Required work: Reproduce the listing below word for word, starting at its very first line and ending after the line that contains "[[708, 546]]", including that line.

The data:

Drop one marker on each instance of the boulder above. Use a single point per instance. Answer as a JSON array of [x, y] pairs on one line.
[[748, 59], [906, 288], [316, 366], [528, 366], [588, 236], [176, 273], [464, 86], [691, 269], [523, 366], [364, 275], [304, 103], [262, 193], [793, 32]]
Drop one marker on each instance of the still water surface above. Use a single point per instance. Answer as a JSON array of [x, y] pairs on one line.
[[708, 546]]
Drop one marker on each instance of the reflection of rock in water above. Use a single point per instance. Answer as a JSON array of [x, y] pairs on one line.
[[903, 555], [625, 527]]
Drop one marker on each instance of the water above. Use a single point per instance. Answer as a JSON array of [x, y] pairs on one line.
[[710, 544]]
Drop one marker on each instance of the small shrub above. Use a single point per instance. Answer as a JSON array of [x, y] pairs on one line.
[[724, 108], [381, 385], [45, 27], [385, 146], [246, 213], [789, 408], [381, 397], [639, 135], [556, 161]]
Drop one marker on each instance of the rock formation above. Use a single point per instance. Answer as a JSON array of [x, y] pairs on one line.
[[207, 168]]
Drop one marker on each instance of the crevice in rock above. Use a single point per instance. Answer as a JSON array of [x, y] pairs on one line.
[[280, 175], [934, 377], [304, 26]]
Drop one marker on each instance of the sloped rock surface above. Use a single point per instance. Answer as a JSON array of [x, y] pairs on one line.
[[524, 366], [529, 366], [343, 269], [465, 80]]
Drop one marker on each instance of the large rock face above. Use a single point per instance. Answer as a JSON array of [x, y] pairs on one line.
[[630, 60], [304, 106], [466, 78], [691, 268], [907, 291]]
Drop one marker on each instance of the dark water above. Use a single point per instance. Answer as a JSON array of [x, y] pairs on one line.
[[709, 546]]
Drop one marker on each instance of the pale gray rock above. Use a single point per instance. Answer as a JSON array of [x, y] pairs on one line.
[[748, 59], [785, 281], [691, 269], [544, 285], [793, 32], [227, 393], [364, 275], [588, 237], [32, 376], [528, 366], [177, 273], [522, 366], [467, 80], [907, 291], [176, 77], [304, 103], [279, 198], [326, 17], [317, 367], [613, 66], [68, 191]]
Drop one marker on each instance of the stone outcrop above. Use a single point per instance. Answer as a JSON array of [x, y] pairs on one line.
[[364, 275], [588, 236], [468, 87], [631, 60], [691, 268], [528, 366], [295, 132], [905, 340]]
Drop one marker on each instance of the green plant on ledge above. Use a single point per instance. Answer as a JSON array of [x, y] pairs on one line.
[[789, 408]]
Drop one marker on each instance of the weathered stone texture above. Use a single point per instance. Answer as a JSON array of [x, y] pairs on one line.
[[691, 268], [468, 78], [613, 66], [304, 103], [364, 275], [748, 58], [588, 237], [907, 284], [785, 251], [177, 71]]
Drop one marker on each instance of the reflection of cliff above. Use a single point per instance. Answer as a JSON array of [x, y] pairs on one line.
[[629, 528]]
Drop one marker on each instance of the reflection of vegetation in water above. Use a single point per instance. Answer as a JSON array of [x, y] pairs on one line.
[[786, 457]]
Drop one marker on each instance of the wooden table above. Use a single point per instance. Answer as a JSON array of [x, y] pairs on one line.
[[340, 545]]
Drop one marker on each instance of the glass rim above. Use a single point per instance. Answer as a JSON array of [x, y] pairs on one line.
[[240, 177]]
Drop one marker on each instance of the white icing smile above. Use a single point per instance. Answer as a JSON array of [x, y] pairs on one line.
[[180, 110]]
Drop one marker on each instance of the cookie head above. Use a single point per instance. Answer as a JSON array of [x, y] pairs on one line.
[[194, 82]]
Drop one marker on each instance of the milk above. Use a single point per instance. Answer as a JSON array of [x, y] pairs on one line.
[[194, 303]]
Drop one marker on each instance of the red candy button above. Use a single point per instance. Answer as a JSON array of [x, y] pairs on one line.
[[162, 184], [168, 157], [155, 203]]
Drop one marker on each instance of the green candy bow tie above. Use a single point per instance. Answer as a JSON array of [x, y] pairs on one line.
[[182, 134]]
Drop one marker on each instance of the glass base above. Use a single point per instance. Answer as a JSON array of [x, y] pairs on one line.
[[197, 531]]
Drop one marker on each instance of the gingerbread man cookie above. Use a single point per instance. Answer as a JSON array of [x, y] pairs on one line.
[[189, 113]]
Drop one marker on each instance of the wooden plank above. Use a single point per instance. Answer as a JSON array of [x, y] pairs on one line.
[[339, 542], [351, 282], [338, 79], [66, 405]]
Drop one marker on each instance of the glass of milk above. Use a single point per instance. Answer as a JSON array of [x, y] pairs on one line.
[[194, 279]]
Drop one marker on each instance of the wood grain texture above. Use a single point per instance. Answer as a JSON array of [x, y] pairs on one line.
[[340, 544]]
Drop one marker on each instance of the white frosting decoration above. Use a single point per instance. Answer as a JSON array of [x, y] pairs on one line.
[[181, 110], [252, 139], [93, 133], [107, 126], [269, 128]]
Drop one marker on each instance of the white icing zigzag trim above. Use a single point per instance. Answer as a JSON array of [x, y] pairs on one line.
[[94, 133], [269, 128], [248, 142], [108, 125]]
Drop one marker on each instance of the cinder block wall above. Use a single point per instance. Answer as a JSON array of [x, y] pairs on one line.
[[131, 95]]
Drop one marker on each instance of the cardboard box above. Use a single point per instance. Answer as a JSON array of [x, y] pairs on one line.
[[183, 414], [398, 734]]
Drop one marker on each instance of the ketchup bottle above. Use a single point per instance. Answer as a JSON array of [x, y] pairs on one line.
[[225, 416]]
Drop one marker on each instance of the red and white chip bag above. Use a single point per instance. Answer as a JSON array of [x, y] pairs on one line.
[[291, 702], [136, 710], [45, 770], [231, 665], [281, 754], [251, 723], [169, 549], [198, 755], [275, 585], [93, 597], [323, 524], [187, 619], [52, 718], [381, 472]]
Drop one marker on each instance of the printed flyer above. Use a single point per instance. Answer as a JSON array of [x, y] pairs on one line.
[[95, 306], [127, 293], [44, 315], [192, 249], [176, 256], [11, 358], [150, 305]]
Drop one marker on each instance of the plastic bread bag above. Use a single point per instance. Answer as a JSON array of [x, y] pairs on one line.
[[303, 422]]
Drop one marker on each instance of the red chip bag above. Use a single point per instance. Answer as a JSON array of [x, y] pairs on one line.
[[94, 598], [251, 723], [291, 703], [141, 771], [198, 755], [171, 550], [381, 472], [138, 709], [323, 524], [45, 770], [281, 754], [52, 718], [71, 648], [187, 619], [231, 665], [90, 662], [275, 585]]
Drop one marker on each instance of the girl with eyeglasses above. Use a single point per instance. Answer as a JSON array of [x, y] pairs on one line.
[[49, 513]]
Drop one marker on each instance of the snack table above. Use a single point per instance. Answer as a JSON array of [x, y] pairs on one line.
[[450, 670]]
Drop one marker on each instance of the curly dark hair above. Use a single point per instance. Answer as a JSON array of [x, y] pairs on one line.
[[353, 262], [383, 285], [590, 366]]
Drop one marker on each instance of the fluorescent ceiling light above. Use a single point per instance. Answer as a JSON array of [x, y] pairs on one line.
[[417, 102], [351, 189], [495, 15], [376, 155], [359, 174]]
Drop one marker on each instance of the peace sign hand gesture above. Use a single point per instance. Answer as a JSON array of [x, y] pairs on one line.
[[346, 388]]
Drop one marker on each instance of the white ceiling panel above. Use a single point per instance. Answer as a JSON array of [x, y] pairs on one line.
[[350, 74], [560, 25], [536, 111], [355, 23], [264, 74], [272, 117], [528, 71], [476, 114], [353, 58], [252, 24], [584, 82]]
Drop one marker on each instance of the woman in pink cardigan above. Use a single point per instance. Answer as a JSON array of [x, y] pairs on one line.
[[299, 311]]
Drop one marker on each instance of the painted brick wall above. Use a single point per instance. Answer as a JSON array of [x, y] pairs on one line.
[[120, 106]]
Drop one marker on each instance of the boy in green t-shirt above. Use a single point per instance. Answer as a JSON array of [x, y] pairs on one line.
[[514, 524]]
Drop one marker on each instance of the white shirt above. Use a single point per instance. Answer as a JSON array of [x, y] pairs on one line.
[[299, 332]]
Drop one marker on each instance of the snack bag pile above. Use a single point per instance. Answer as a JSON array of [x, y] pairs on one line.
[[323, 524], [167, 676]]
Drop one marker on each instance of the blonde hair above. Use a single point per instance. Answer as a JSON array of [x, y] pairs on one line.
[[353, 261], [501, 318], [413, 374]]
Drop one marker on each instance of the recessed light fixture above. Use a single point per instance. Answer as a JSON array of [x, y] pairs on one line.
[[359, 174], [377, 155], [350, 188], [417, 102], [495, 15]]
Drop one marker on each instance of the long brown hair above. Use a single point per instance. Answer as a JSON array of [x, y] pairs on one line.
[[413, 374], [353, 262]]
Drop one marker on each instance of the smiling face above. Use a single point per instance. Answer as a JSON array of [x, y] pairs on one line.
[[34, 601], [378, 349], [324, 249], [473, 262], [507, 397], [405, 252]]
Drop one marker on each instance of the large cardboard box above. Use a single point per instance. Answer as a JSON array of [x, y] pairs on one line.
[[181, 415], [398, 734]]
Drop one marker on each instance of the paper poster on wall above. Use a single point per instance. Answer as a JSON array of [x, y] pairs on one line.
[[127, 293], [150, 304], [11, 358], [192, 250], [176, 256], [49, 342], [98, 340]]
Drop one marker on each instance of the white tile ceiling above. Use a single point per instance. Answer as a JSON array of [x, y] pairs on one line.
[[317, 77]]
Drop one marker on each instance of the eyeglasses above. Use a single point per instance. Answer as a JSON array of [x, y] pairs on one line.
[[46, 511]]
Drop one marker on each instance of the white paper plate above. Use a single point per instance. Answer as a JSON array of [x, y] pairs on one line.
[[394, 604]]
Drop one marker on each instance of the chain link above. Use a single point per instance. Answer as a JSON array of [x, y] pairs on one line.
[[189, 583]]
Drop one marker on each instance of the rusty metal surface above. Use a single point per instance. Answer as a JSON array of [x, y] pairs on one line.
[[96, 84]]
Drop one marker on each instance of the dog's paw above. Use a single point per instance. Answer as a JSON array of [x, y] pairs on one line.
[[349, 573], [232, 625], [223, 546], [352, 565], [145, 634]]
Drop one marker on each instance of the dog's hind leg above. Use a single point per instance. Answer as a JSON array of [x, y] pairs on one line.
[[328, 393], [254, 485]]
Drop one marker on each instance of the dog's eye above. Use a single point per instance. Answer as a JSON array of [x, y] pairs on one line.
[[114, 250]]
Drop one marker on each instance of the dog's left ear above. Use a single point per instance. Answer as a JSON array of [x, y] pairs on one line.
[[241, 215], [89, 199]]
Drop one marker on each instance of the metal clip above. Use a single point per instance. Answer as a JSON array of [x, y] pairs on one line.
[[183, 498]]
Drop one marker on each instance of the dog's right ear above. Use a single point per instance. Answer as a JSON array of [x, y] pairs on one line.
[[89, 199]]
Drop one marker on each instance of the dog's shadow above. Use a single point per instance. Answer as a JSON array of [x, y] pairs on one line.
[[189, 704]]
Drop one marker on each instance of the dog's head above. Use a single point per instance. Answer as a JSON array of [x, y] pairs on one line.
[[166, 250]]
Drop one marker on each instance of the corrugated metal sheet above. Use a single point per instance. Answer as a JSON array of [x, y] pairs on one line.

Output below:
Drop one marker on each instance of the boulder above. Use a single point per instance. Answer as a JSON array of [x, y] pairs on one line.
[[748, 59], [906, 288], [316, 366], [528, 366], [588, 236], [176, 273], [464, 86], [691, 269], [523, 366], [364, 275], [304, 103], [262, 193], [793, 32]]
Drop one marker on each instance of the still water surface above. Use a single point per instance. Answer as a JSON array of [x, y] pairs on one line.
[[708, 546]]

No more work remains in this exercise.